> [Dataset extract]
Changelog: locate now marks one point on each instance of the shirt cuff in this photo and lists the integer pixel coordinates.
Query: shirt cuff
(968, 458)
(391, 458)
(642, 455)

> [Work to do] Echo every line of the entries above verbatim, preserving their order and spacing.

> [Reply]
Changelog: locate now marks one point on each instance of the shirt cuff in this photo and lists the integer pixel coordinates.
Query: shirt cuff
(968, 458)
(391, 458)
(642, 455)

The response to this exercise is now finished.